■ **Set of tasks**:
A - Summarize the DoubleIndexBundle documentation in two sentences.
B - Extend the DoubleIndexBundle documentation below, picking up after the addPages signature.

== Article

$repeat_frequency
$repeat_frequency : integer
How frequency the live and ongoing archive should be swapped in seconds
A DoubleIndexBundle encapsulates and provided methods for two IndexArchiveBundle used to store a repeating crawl. One one thse bundles is used to handle current search queries, while the other is used to store an ongoing crawl, once the crawl time has been reach the roles of the two bundles are swapped
$active_archive : \seekquarry\yioop\library\IndexArchiveBundle
The internal IndexArchiveBundle which is active
$active_archive_num : \seekquarry\yioop\library\IndexArchiveBundle
The number of the internal IndexArchiveBundle which is active
__construct(string $dir_name, boolean $read_only_archive = true, string $description = null, integer $num_docs_per_generation = \seekquarry\yioop\configs\NUM_DOCS_PER_GENERATION, integer $repeat_frequency = 3600)
Makes or initializes an DoubleIndexBundle with the provided parameters
string | $dir_name | folder name to store this bundle |
boolean | $read_only_archive | whether to open archive only for reading or reading and writing |
string | $description | a text name/serialized info about this IndexArchiveBundle |
integer | $num_docs_per_generation | the number of pages to be stored in a single shard |
integer | $repeat_frequency | how often the crawl should be redone in seconds (has no effect if $read_only_archive is true) |
addPages(integer $generation, string $offset_field, \seekquarry\yioop\library\array& $pages, integer $visited_urls_count)

====
== Data entries

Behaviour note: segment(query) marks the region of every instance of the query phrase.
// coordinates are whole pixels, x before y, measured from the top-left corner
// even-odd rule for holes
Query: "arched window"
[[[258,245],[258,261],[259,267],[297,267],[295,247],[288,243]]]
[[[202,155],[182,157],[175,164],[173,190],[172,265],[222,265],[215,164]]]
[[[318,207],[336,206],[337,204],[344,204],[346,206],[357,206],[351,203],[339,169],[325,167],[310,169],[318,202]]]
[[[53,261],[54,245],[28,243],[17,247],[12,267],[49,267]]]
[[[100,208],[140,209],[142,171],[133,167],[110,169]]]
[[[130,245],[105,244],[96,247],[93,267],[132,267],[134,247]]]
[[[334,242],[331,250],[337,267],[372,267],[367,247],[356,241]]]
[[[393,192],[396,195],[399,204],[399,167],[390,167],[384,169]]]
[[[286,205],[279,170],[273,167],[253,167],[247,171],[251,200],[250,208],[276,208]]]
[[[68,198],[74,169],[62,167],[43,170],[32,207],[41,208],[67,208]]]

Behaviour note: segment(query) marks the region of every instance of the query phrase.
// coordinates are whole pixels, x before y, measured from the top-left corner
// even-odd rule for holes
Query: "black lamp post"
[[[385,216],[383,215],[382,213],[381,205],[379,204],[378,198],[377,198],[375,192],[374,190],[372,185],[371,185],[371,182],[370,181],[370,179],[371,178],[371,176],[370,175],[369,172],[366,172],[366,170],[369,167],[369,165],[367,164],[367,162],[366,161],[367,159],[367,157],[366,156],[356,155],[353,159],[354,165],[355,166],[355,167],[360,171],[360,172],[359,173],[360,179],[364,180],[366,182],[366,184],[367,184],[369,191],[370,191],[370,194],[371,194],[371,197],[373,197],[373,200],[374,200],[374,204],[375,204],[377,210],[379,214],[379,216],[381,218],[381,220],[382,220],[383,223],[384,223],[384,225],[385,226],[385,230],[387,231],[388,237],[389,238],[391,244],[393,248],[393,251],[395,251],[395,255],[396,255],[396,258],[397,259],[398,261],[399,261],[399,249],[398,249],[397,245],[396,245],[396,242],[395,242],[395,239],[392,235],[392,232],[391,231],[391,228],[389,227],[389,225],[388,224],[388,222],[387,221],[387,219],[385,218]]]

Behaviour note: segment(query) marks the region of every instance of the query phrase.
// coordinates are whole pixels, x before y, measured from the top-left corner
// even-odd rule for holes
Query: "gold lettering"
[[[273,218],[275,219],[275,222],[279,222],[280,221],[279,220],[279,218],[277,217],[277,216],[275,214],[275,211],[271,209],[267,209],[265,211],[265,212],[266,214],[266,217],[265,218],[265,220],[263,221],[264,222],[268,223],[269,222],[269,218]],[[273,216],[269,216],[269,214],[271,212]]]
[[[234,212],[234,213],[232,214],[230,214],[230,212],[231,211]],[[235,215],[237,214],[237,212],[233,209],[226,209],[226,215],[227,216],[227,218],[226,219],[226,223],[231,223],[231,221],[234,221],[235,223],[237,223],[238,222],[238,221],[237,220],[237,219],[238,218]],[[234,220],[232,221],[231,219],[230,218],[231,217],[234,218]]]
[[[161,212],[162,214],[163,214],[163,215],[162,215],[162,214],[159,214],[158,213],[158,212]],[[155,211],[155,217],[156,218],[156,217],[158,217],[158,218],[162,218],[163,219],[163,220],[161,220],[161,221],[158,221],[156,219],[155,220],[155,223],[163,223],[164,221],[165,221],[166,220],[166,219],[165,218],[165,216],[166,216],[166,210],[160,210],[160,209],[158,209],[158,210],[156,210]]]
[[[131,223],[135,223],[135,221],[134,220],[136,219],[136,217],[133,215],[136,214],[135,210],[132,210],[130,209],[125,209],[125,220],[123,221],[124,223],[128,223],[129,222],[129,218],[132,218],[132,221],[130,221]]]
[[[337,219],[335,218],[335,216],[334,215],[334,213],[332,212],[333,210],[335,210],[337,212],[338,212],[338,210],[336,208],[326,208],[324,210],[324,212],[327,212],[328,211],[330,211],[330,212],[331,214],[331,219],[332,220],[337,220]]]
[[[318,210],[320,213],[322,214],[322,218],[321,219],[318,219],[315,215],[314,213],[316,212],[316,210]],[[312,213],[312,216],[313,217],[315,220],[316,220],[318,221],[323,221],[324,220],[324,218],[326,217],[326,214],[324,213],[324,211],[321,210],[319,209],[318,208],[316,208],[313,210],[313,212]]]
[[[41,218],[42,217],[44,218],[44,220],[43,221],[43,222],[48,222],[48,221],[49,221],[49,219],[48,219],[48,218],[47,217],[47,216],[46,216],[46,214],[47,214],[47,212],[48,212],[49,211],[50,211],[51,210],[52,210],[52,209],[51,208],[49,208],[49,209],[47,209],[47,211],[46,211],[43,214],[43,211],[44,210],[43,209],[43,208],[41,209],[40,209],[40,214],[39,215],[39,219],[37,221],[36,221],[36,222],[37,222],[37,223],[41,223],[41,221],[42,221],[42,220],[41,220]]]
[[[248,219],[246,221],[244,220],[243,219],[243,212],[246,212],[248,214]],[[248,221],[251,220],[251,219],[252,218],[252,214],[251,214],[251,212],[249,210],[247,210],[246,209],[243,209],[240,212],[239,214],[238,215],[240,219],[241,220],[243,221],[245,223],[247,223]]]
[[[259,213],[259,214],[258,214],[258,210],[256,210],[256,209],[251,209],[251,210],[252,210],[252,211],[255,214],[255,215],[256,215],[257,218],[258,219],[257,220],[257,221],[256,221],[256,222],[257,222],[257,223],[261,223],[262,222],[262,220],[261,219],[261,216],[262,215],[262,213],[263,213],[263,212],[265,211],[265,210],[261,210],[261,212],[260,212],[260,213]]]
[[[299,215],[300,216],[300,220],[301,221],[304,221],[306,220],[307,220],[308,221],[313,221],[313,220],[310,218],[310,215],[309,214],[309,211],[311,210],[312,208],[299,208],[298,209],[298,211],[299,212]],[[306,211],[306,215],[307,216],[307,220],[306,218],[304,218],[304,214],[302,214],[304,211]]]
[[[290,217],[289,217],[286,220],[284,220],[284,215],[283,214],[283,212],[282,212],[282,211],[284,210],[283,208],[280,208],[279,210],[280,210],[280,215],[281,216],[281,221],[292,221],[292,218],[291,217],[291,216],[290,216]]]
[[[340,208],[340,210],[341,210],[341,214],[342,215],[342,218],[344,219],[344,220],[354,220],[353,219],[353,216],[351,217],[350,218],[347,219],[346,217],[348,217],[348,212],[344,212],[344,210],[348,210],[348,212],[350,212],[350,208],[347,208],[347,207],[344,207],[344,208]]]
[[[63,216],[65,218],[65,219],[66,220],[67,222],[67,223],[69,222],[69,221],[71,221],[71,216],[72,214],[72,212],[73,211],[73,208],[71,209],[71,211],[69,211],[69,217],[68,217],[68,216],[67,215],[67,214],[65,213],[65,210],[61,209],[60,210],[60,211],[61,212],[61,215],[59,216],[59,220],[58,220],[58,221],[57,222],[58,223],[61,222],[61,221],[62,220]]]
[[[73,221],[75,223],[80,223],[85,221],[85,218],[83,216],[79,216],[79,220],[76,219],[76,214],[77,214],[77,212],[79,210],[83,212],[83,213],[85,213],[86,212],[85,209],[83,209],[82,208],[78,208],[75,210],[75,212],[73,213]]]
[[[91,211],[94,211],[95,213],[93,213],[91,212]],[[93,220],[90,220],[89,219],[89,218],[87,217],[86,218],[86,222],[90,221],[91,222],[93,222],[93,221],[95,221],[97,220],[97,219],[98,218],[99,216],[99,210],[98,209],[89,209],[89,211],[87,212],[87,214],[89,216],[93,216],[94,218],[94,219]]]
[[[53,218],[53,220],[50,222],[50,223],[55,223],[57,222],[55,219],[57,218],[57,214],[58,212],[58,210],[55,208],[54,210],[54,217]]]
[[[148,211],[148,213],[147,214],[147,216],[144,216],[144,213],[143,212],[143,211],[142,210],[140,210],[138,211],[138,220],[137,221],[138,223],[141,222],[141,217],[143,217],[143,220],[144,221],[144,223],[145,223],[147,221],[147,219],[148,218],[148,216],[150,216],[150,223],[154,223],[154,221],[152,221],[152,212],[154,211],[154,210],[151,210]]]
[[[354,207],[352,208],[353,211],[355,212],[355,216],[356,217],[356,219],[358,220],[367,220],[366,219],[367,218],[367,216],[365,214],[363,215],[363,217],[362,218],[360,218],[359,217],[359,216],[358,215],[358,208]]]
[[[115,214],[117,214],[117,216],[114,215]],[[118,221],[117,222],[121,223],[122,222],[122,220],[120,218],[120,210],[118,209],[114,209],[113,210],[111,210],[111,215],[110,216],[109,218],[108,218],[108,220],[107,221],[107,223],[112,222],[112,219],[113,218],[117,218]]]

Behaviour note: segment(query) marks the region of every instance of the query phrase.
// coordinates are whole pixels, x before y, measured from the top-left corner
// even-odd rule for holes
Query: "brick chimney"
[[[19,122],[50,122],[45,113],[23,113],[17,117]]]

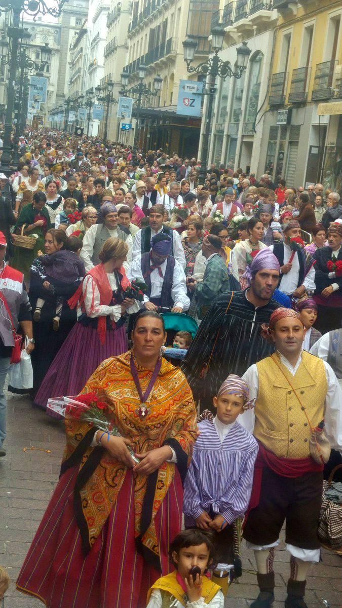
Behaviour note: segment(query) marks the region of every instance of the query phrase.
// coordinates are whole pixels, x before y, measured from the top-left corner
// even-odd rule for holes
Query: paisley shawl
[[[160,571],[159,539],[154,519],[175,474],[184,481],[198,433],[192,393],[178,368],[163,359],[146,405],[148,415],[141,420],[141,405],[130,368],[130,351],[106,359],[89,378],[82,393],[96,392],[109,404],[109,415],[121,434],[131,440],[135,452],[144,453],[169,444],[177,463],[164,462],[150,475],[134,474],[135,537],[146,560]],[[152,371],[138,367],[142,392]],[[96,429],[77,420],[66,420],[67,443],[61,475],[79,466],[74,508],[84,552],[100,534],[124,482],[127,468],[104,448],[90,447]],[[178,472],[176,472],[178,469]]]

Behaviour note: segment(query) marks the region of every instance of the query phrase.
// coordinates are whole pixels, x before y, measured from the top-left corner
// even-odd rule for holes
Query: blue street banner
[[[30,76],[29,101],[46,103],[47,100],[47,78],[40,76]]]
[[[79,120],[86,120],[86,108],[79,108]]]
[[[176,114],[183,116],[200,116],[203,82],[180,80]]]
[[[99,103],[95,103],[92,106],[92,120],[102,120],[104,115],[103,106]]]
[[[119,97],[117,104],[117,118],[131,118],[133,100],[131,97]]]

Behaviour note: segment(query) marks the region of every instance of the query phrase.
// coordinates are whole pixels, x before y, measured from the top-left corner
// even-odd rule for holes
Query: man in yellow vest
[[[342,391],[330,365],[302,351],[305,331],[297,313],[277,308],[263,327],[276,352],[243,376],[256,407],[239,421],[259,444],[243,531],[248,547],[254,551],[260,589],[251,608],[268,608],[274,599],[274,548],[285,520],[290,576],[285,606],[307,608],[307,573],[311,563],[319,561],[324,461],[329,443],[342,450]],[[326,439],[324,445],[321,434],[318,445],[312,444],[313,430],[323,421],[329,443]]]

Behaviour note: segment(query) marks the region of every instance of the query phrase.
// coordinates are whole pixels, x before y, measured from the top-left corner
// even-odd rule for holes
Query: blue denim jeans
[[[0,447],[6,437],[6,398],[4,393],[4,386],[7,372],[10,368],[9,357],[0,357]]]

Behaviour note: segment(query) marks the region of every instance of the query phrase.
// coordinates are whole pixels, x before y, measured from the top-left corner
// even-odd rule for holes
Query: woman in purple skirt
[[[122,293],[130,285],[122,266],[128,247],[119,238],[108,238],[99,258],[101,263],[85,277],[71,308],[78,306],[78,322],[51,364],[35,398],[45,408],[50,397],[76,395],[100,363],[128,348],[126,313],[136,313],[139,304]]]

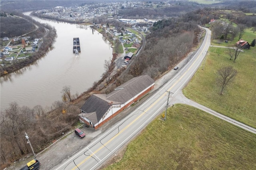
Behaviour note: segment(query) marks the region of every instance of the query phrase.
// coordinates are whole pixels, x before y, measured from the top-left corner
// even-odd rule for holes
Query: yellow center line
[[[204,49],[205,48],[205,46],[204,47]],[[170,88],[169,88],[168,90],[167,90],[168,91],[170,91],[173,87],[174,86],[176,85],[178,82],[178,81],[180,80],[186,73],[188,71],[191,69],[191,68],[192,67],[192,66],[194,65],[194,64],[195,63],[195,62],[197,61],[197,60],[199,58],[199,56],[200,56],[200,55],[201,55],[201,54],[202,53],[202,52],[201,52],[201,53],[200,53],[199,54],[199,55],[198,55],[198,57],[197,57],[197,58],[196,59],[195,61],[195,62],[194,62],[192,65],[191,65],[189,67],[189,68],[185,71],[185,72],[183,74],[183,75],[180,77],[180,78],[179,78],[178,79],[178,81],[176,81],[170,87]],[[133,121],[132,121],[132,122],[131,122],[129,125],[128,125],[127,126],[126,126],[122,130],[121,130],[118,133],[116,134],[116,135],[115,135],[115,136],[113,136],[111,139],[110,139],[107,142],[106,142],[104,145],[103,145],[101,147],[100,147],[100,148],[99,148],[96,151],[95,151],[94,152],[93,152],[92,154],[91,154],[90,155],[90,156],[89,156],[87,158],[85,158],[84,160],[82,162],[80,162],[78,165],[76,165],[74,168],[73,169],[72,169],[72,170],[75,170],[76,168],[78,168],[78,167],[79,166],[80,166],[80,165],[81,165],[83,163],[84,163],[84,162],[85,162],[87,160],[88,160],[88,159],[89,159],[89,158],[90,158],[90,157],[92,157],[92,156],[93,155],[95,155],[95,154],[96,154],[97,152],[98,152],[100,150],[103,148],[104,148],[104,147],[105,147],[106,146],[106,145],[107,144],[108,144],[109,142],[110,142],[111,141],[112,141],[112,140],[113,140],[115,138],[116,138],[117,136],[119,136],[120,134],[121,134],[121,133],[122,133],[125,130],[126,130],[127,128],[128,128],[129,127],[130,127],[132,125],[133,123],[134,123],[134,122],[135,122],[138,119],[140,118],[140,117],[141,117],[143,115],[144,115],[145,113],[146,113],[148,111],[148,110],[149,110],[152,107],[153,107],[154,106],[156,103],[157,103],[159,100],[161,99],[162,99],[162,98],[163,98],[164,96],[165,96],[166,95],[167,95],[167,92],[166,91],[164,93],[163,93],[162,95],[161,95],[161,96],[160,96],[156,101],[155,101],[151,105],[150,105],[150,106],[149,107],[148,107],[148,109],[147,109],[146,111],[144,112],[143,112],[139,116],[138,116],[135,119],[134,119]]]

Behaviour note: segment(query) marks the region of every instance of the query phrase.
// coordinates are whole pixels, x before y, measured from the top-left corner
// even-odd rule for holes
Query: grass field
[[[126,43],[124,43],[123,44],[124,44],[124,47],[125,48],[126,47],[132,47],[132,45],[133,44],[133,43],[130,43],[129,44]]]
[[[255,169],[255,134],[184,105],[166,117],[154,120],[105,169]]]
[[[119,43],[119,45],[118,45],[118,48],[119,53],[120,54],[124,53],[124,49],[123,49],[123,46],[122,45],[121,43]],[[115,50],[115,51],[116,51],[116,50]]]
[[[250,43],[255,36],[252,31],[247,31],[242,37]],[[224,46],[227,43],[211,44]],[[200,104],[255,128],[256,47],[244,49],[245,52],[240,53],[235,63],[229,59],[227,51],[224,48],[210,47],[206,62],[202,65],[204,66],[197,71],[183,93]],[[233,83],[224,90],[224,95],[220,95],[216,78],[218,69],[223,65],[233,66],[238,74]]]

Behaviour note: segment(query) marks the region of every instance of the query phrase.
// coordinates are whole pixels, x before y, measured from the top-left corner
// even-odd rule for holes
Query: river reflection
[[[104,60],[112,57],[108,42],[95,30],[93,34],[88,26],[32,18],[54,26],[58,36],[44,57],[0,78],[1,110],[14,101],[30,108],[37,105],[50,106],[61,100],[65,86],[71,87],[72,94],[80,94],[100,79]],[[74,37],[80,40],[79,57],[73,53]]]

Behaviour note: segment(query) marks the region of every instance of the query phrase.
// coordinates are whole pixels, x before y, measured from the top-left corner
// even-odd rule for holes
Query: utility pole
[[[181,52],[181,51],[179,51],[177,49],[177,60],[179,61],[179,52]]]
[[[34,150],[33,149],[33,148],[32,147],[32,145],[31,145],[31,144],[30,143],[30,142],[29,141],[29,139],[28,137],[28,136],[27,133],[25,132],[25,137],[28,140],[28,143],[29,144],[29,145],[30,146],[30,147],[31,148],[31,149],[32,150],[32,152],[33,152],[33,153],[34,154],[34,156],[35,156],[35,158],[36,157],[36,154],[35,154],[34,152]]]
[[[169,104],[169,97],[170,97],[170,93],[173,94],[173,93],[171,92],[170,91],[166,91],[168,92],[168,98],[167,99],[167,103],[166,103],[166,108],[165,109],[165,113],[164,114],[164,120],[165,121],[166,120],[166,113],[167,112],[167,109],[168,108],[168,104]]]

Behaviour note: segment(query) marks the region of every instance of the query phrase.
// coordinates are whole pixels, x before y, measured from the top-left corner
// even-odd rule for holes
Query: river
[[[109,43],[98,32],[94,30],[93,34],[89,27],[32,18],[55,27],[57,37],[54,48],[34,63],[0,78],[1,110],[14,101],[31,108],[37,105],[50,107],[62,100],[65,86],[70,87],[72,94],[80,95],[101,78],[104,60],[112,57]],[[74,37],[80,39],[79,56],[73,53]]]

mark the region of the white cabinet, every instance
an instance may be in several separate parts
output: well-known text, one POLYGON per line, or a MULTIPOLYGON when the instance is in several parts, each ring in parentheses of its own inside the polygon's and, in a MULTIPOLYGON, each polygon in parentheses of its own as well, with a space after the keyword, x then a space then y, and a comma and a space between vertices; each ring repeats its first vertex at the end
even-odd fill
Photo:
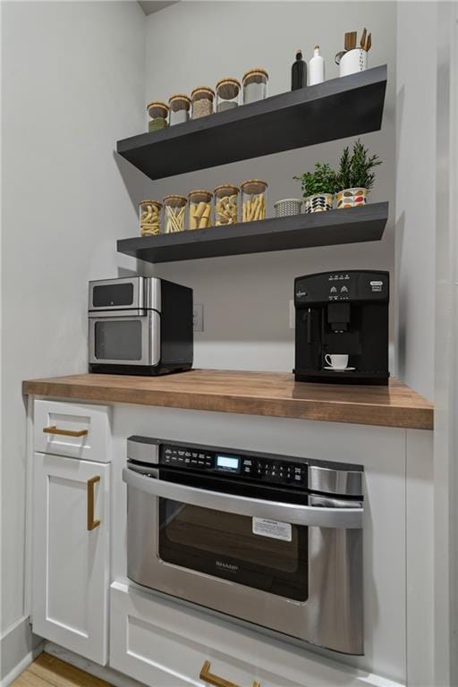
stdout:
POLYGON ((110 466, 33 455, 33 632, 107 660, 110 466))
POLYGON ((109 445, 110 409, 106 406, 35 401, 35 451, 109 462, 109 445))
POLYGON ((110 596, 110 666, 149 687, 401 687, 131 585, 110 596))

====

■ **Responses in order**:
A - A DoubleIndexBundle holds two IndexArchiveBundles for a repeating crawl: one handles current search queries while the other stores an ongoing crawl, and their roles are swapped once the crawl time is reached. Its constructor takes a folder name, a read-only flag, a description, the number of pages per shard, and a repeat frequency in seconds that defaults to 3600 and has no effect when the archive is read-only.

B -
Add the array of $pages to the summaries WebArchiveBundle pages of the active IndexArchiveBundle, storing in the partition $generation and the field used to store the resulting offsets given by $offset_field.
integer | $generation | field used to select partition |
string | $offset_field | field used to record offsets after storing |
\seekquarry\yioop\library\array& | $pages | data to store |
integer | $visited_urls_count | number to add to the count of visited urls (visited urls is a smaller number than the total count of objects stored in the index). |
addIndexData(object $index_shard)
Adds the provided mini inverted index data to the active IndexArchiveBundle Expects initGenerationToAdd to be called before, so generation is correct
object | $index_shard | a mini inverted index of word_key=>doc data to add to this IndexArchiveBundle |
initGenerationToAdd(integer $add_num_docs, object $callback = null, boolean $blocking = false) : integer
Determines based on its size, if index_shard should be added to the active generation or in a new generation should be started.
If so, a new generation is started, the old generation is saved, and the dictionary of the old shard is copied to the bundles dictionary and a log-merge performed if needed
integer | $add_num_docs | number of docs in the shard about to be added |
object | $callback | object with join function to be called if process is taking too long |
boolean | $blocking | whether there is an ongoing merge tiers operation occurring, if so don't do anything and return -1 |
the active generation after the check and possible change has been performed
addAdvanceGeneration(object $callback = null)
Starts a new generation, the dictionary of the old shard is copied to the bundles dictionary and a log-merge performed if needed. This function may be called by initGenerationToAdd as well as when resuming a crawl rather than loading the periodic index of save of a too large shard.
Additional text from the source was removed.